Médecins Sans Frontières (MSF) or Doctors without Borders has started mass vaccination campaign to respond to meningitis, measles and cholera cases in landlocked Niger’s remote regions.
According to the charity group, it had deployed teams to ward off the simultaneous epidemics which had mostly affected areas sheltering large numbers of refugees and people displaced from their homes by Boko Haram violence.
MSF said it has recorded 1,409 cases of meningitis since January, which had resulted in 94 deaths.
The doctors said they have already vaccinated 254,000 people against meningitis in a campaign which ended in April.
“In the struggle to prevent the epidemics from spreading, our current priority is to administer vaccinations in areas where displaced people are coming into contact with the local population,” MSF emergency coordinator, Augustin Ngoyi said.
Niger successfully halted the spread of the virus in 2010 after it immunized with the help of MSF nearly 400,000 children across the country.
Unicef reported in 2010 that Niger suffered 3,440 cases and 139 deaths at the pinnacle of the outbreak.
The World Health Organisation (WHO) had warned in December of a risk of fresh meningitis outbreaks in 2016 in Africa, particularly in Niger and Nigeria, which were both badly hit last year.

■ LISTED ENTRIES
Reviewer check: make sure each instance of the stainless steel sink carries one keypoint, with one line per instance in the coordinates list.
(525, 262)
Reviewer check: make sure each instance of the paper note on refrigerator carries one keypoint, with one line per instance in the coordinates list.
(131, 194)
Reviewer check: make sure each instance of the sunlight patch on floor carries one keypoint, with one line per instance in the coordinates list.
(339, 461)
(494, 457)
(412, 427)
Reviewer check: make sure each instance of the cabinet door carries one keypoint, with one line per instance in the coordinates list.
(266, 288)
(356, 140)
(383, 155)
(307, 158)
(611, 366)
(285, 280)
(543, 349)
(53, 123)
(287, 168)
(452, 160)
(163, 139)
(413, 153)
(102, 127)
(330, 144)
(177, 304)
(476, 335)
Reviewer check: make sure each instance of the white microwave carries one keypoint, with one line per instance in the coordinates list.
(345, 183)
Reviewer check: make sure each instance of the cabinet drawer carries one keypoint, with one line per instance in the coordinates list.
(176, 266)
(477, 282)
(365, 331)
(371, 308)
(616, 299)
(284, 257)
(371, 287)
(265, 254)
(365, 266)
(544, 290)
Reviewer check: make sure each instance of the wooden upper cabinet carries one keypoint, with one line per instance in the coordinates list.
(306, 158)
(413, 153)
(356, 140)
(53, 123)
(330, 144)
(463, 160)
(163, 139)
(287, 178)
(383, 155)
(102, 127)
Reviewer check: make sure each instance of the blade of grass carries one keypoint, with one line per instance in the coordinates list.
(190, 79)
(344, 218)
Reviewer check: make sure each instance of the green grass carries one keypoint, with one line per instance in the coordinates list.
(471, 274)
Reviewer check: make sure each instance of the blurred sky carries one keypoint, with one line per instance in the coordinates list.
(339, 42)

...

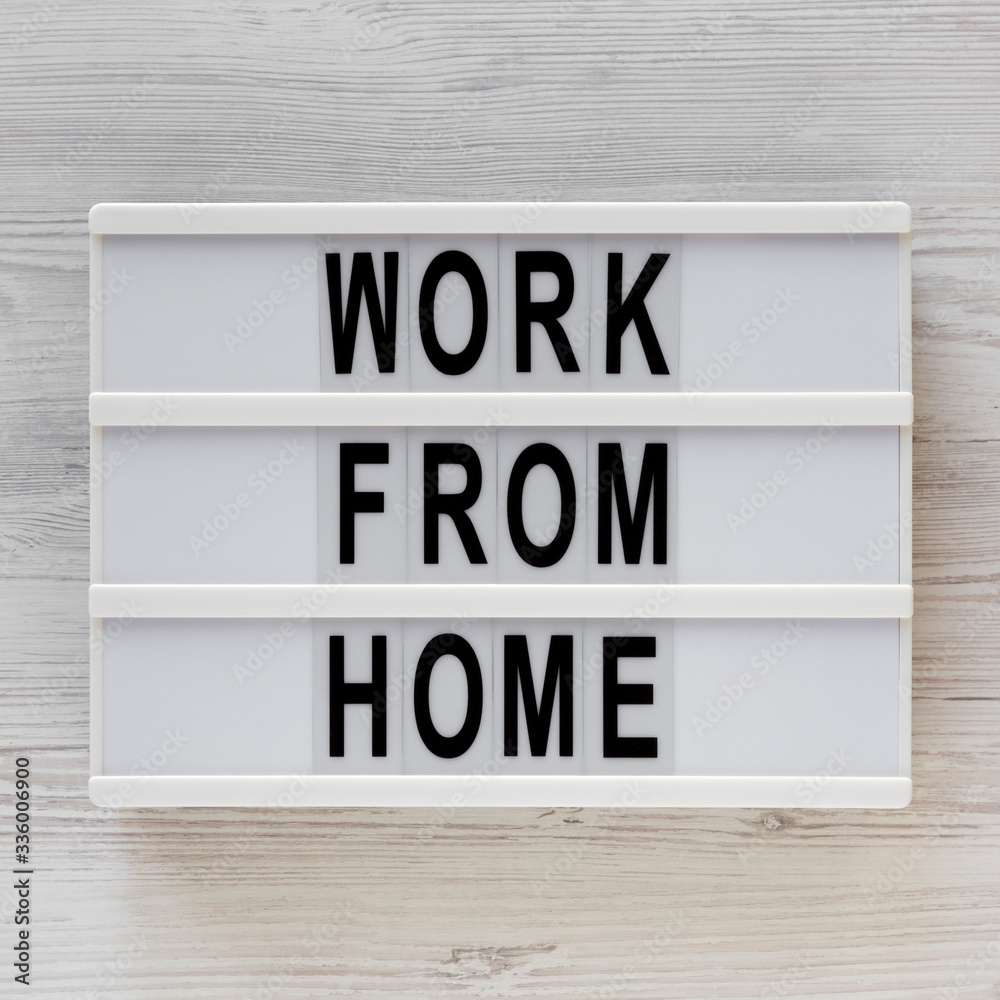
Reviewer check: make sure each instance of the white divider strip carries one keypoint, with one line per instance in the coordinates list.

■ ACTION ITEM A
Summarize the Niger vaccination report in two sentences.
■ ACTION ITEM B
Repeat the stretch of the Niger vaccination report from "According to the" through "Augustin Ngoyi said.".
Rely solely on the Niger vaccination report, not on the listing.

■ SOLUTION A
Médecins Sans Frontières has begun a mass vaccination campaign in remote regions of Niger against meningitis, measles and cholera, which have mostly affected areas sheltering large numbers of refugees and people displaced by Boko Haram violence. The group has recorded 1,409 meningitis cases and 94 deaths since January, and it has already vaccinated 254,000 people against meningitis in a campaign that ended in April.

■ SOLUTION B
According to the charity group, it had deployed teams to ward off the simultaneous epidemics which had mostly affected areas sheltering large numbers of refugees and people displaced from their homes by Boko Haram violence.
MSF said it has recorded 1,409 cases of meningitis since January, which had resulted in 94 deaths.
The doctors said they have already vaccinated 254,000 people against meningitis in a campaign which ended in April.
“In the struggle to prevent the epidemics from spreading, our current priority is to administer vaccinations in areas where displaced people are coming into contact with the local population,” MSF emergency coordinator, Augustin Ngoyi said.